**Document section**:
======
Archbishop Cranmer is also on the warpath against those who rushed to disseminate the mental health aspect of the story while withholding other pertinent details:

Perhaps it’s unhelpful to speculate about the ethnicity and religion of the assailant. Perhaps ‘assailant’ is also an unhelpful term if he has significant mental health issues. It was a ‘he’, wasn’t it? Yes, we know the sex of the suspect. And ‘suspect’ is a much better term, even though the police tasered him and currently have him under armed guard. Innocent until proven guilty, and all that. Act of terrorism? No, we can’t go with that: it’s just a ‘classic’ random stabbing – for the moment, anyway. So, we have a male suspect involved in a London stabbing who has “significant” mental health issues which are obviously mitigating. Yes, that’s the story.

Other facts are obviously known. But these truths must be withheld. The Mayor of London Sadiq Khan has called for the public to remain “calm and vigilant”. Yes, that’s the message. A 19-year-old man (how do they know his precise age before his name?) with significant mental health problems has murdered a 60-year-old woman and slashed five others, and we must keep calm and carry on. Nothing to see here.

Funny thing, truth. It requires clarity of thought and expression. It derives deep metaphysical speculation and complex judgments, such as those pertaining to religious mania or psychological health, from the most obvious facts and indubitable distinctions. The starting point must always be what is known, with a rational apprehension of how what is known has been made known. Sensibilities change, but the form of facts does not.

The human mind and heart can be moved in various ways, depending on how those facts are presented (or not). The Met and BBC can suggest shadowy lines of thought, and the Mayor of London can issue a command to be calm and vigilant.  But neither can command the mind to move to assent to something, especially if something more is suspected. Is it too much to ask that the establishment bear witness to truth? Or do they presume we have no interest in finding it? Isn’t it rather patronising to withhold it and exhort calmness and vigilance, when that very exhortation releases passions and induces concerns? Vigilant about what? Teenagers with mental health problems? Isn’t that a rather malleable conviction or manipulated truth, not to mention a slander on all who suffer mental health problems? Isn’t the whole truth a far better breastplate against extremism and shield against stereotyping than filtered facts and mediated knowledge?

At the time of publication (12:30PM, Thursday 4 August) it appears that the suspect in custody is a Norwegian citizen of Somali origin. It further appears that there is no evidence thus far of radicalisation, and that the tentative link to terrorism originally spoken of by the Metropolitan Police may not be true. Time, and further investigation, will tell.

But even if this is definitively proved not to be an Islamist attack, a woman is still dead and others are in the hospital. There is nothing to celebrate. And judging by the media and commentariat’s desperately weak understanding of how Islamist terror has adapted to work in an age of hyper vigilance (setting the bar so high that it “doesn’t count” unless personally orchestrated by black-clad jihadists out of Raqqa), there is much to be concerned about in terms of our own readiness and willingness to confront the threat.

Finally, praise must also be given to the armed respondents of the Metropolitan Police, who quickly raced to the scene of a very disturbing crime and managed to subdue the assailant using only a taser. If this attack had happened on the streets of New York or Chicago, the attacker would be in the morgue with about 20 police bullets in him and we would not have the opportunity to learn more about his motives first-hand. And while Britain’s need for armed police is regrettably increasing, we must take care to preserve the spirit (and the rules) which insist that shooting a suspect is the last resort, not the first.
======
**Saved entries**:
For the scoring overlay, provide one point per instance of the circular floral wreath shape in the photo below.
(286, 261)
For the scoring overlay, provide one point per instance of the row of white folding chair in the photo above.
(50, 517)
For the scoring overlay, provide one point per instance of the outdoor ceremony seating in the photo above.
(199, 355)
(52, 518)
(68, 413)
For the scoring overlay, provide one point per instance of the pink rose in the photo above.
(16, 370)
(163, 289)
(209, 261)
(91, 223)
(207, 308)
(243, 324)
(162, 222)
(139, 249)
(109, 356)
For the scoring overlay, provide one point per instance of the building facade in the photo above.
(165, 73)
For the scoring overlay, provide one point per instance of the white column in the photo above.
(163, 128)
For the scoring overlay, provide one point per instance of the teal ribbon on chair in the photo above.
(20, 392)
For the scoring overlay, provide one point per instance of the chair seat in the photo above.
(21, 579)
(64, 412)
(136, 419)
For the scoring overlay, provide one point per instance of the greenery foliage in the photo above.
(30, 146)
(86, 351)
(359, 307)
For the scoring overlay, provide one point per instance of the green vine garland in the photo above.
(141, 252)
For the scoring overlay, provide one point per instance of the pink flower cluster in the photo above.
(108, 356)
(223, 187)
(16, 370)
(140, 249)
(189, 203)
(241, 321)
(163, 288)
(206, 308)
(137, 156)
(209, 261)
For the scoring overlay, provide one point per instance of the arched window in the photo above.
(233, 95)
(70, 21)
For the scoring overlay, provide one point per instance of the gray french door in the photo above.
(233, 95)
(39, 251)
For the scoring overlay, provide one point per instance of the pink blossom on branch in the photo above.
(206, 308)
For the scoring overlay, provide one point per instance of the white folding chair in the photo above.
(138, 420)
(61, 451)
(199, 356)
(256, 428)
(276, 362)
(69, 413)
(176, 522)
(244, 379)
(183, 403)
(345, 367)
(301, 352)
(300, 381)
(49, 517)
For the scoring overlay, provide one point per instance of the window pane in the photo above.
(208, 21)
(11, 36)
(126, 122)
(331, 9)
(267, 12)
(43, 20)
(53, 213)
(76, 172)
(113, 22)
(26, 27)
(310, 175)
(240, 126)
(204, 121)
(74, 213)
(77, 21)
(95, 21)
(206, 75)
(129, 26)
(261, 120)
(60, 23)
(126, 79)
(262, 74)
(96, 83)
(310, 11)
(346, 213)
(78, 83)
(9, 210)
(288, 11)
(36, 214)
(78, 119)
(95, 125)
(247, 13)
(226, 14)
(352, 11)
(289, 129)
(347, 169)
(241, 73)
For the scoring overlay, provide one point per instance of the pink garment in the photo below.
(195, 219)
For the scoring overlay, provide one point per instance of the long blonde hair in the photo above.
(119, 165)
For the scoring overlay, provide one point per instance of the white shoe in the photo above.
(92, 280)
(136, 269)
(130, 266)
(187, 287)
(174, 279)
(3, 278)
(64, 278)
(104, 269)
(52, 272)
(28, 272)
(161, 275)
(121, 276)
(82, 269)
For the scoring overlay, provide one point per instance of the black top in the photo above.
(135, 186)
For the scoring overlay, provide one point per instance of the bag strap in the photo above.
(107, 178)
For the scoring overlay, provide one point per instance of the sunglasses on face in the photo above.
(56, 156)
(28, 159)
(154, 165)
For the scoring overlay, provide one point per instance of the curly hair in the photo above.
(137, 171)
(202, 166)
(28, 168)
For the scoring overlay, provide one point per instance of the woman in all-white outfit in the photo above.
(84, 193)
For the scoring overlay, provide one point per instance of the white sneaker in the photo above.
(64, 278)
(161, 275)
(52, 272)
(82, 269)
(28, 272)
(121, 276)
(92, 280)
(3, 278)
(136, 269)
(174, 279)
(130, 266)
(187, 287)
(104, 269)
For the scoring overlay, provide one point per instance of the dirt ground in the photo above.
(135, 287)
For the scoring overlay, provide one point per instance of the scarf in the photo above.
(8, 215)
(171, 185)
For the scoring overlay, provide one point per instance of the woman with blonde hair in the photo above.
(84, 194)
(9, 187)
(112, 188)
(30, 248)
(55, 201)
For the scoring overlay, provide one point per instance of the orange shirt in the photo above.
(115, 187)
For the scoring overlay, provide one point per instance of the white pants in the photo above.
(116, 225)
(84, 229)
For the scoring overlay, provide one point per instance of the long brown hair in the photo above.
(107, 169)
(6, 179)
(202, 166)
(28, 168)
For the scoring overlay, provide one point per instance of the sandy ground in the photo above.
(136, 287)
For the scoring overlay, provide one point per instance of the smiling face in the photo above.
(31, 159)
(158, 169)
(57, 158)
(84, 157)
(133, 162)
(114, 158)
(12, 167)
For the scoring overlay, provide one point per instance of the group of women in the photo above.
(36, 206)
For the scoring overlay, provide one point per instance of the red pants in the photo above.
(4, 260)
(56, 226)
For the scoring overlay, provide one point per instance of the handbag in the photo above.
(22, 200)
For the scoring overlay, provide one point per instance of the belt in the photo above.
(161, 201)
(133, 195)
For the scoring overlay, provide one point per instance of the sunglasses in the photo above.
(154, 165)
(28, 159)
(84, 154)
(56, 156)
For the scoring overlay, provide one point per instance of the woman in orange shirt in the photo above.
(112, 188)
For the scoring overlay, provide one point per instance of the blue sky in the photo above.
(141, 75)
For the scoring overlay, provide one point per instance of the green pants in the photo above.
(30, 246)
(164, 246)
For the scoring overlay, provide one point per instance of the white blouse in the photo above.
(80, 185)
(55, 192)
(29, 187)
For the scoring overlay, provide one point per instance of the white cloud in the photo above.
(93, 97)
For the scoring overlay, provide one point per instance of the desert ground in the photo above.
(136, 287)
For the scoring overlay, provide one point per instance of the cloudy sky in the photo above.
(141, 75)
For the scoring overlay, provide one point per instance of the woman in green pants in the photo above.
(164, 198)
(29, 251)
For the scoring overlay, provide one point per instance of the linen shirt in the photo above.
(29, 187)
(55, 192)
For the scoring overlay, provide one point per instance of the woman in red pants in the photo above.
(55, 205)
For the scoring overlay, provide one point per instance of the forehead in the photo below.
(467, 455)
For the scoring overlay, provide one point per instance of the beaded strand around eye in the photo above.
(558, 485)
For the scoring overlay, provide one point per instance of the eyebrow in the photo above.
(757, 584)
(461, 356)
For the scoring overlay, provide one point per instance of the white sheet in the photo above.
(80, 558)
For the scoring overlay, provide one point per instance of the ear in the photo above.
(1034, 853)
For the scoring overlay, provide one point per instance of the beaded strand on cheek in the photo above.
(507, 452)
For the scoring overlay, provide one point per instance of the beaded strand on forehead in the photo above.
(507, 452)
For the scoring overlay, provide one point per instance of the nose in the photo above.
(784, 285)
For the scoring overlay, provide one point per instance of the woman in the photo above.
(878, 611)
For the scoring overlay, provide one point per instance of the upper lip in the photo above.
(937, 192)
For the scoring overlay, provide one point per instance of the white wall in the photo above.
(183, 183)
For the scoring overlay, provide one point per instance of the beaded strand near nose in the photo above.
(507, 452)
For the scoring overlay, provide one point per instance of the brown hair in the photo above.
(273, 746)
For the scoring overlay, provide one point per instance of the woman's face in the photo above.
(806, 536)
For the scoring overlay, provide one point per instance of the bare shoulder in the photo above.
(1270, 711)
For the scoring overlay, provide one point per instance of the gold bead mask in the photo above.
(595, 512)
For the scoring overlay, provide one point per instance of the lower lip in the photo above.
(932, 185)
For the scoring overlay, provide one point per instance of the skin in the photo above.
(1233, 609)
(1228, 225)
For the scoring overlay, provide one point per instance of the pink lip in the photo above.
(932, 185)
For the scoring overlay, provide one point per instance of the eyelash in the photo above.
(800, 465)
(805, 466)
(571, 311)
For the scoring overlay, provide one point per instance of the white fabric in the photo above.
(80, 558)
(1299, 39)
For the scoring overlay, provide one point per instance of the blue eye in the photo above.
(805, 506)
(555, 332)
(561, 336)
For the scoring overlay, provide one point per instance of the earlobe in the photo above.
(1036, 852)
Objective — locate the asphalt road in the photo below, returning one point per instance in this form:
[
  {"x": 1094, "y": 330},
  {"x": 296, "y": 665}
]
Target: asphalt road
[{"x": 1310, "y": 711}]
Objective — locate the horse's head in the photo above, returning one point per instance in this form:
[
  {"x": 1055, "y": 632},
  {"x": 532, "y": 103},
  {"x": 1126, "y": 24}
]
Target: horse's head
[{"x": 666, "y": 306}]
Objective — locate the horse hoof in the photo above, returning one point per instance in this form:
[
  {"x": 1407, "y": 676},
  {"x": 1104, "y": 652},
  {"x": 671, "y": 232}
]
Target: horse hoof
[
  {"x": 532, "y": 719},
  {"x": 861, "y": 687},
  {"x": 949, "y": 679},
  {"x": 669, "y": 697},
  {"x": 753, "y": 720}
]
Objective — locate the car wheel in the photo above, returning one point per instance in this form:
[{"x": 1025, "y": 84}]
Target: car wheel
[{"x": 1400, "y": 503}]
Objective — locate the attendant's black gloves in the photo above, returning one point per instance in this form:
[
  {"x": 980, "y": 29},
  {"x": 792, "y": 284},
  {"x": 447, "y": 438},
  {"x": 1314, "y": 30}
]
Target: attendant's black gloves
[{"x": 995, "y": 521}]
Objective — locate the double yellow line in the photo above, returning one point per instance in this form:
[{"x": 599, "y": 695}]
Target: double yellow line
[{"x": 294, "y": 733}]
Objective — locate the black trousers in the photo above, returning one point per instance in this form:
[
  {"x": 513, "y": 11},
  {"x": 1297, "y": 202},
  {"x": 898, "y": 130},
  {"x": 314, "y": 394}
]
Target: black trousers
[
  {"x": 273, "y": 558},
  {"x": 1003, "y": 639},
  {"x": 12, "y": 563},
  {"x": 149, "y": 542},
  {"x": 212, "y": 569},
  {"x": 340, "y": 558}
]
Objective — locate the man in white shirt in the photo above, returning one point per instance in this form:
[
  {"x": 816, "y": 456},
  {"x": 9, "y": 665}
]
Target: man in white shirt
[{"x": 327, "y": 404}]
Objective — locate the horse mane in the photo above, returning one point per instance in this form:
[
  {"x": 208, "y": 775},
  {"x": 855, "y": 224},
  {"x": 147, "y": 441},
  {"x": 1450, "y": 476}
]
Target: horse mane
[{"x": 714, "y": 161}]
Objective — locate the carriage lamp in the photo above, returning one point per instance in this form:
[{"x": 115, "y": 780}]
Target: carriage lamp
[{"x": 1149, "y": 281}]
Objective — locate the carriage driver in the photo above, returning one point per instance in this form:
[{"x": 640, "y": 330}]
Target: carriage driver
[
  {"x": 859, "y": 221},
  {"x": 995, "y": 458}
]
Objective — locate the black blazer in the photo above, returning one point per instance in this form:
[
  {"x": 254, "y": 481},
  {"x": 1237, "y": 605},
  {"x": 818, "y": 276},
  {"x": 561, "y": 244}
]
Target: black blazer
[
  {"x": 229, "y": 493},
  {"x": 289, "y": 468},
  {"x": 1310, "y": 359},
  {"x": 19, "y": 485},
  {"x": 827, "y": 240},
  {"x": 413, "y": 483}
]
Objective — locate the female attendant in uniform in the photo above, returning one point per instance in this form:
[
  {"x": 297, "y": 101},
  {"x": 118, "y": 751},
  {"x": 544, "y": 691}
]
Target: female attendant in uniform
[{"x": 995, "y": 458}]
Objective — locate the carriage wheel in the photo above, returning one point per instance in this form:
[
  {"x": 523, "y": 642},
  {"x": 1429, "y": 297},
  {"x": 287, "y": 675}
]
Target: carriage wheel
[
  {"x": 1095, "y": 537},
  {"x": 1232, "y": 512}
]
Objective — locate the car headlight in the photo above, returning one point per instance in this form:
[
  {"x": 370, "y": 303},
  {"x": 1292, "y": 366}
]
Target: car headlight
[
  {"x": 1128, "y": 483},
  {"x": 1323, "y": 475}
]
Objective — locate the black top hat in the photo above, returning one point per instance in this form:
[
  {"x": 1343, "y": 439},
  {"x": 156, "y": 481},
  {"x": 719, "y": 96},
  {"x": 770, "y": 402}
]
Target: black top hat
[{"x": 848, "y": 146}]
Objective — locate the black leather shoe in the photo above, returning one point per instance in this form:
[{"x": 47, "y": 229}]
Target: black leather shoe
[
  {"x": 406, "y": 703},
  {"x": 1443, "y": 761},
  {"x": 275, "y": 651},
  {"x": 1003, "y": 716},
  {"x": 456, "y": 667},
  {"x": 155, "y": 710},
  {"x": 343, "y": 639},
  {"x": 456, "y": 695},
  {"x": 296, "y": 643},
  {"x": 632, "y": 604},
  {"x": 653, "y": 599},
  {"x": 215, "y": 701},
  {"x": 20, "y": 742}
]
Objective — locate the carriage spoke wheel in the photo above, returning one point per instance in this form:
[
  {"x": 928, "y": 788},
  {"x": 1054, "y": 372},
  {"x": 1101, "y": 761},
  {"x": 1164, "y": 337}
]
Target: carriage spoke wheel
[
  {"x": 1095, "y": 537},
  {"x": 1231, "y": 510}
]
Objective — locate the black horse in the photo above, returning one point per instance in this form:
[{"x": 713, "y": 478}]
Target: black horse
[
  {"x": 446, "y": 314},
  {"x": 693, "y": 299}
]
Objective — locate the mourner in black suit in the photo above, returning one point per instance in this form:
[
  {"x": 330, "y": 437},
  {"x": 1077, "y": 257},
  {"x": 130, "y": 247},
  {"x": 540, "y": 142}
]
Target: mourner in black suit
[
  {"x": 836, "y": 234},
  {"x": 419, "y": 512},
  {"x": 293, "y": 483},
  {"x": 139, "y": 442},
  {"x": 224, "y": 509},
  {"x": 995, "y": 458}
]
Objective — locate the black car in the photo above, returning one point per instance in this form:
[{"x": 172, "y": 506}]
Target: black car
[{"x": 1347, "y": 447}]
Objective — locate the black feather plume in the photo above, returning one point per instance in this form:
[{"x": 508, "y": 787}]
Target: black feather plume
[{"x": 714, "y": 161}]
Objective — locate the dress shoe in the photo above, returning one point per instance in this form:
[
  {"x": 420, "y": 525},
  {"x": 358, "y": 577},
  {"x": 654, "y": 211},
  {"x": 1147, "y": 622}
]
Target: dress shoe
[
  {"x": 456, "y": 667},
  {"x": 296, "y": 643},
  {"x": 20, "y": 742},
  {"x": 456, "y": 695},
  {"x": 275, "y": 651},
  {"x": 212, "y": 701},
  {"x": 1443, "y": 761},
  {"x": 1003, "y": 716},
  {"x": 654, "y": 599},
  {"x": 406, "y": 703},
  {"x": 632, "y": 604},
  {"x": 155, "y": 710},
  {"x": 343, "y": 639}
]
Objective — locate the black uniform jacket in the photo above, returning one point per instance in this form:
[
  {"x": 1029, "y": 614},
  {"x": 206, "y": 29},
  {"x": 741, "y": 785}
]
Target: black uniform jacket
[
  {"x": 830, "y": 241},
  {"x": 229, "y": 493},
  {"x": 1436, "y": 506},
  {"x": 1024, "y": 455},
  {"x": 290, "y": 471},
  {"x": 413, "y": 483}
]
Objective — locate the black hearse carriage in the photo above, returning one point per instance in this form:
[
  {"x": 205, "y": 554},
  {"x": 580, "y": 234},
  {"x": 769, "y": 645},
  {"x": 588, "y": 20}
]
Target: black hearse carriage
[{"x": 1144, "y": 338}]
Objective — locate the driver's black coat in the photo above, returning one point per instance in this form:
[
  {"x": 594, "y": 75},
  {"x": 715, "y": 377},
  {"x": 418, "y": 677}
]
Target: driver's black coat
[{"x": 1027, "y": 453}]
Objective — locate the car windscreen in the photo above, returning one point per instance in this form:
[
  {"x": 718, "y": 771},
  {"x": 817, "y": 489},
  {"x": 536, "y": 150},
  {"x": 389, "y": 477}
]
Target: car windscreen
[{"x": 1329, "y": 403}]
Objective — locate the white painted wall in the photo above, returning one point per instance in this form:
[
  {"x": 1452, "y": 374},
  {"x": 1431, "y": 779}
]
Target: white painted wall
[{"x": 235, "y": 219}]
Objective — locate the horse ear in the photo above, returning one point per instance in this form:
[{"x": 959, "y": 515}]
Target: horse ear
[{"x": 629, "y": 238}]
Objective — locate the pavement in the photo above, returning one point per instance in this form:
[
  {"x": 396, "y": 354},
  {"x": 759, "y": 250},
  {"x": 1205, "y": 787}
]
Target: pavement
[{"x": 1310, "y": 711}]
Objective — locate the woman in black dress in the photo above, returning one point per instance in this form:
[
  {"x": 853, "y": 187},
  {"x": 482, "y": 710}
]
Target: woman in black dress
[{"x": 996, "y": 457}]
======
**Try it**: In the commentary on the London stabbing, write out the part that opens with the words containing "But even if" and closes with "confront the threat.".

**Answer to the problem**:
But even if this is definitively proved not to be an Islamist attack, a woman is still dead and others are in the hospital. There is nothing to celebrate. And judging by the media and commentariat’s desperately weak understanding of how Islamist terror has adapted to work in an age of hyper vigilance (setting the bar so high that it “doesn’t count” unless personally orchestrated by black-clad jihadists out of Raqqa), there is much to be concerned about in terms of our own readiness and willingness to confront the threat.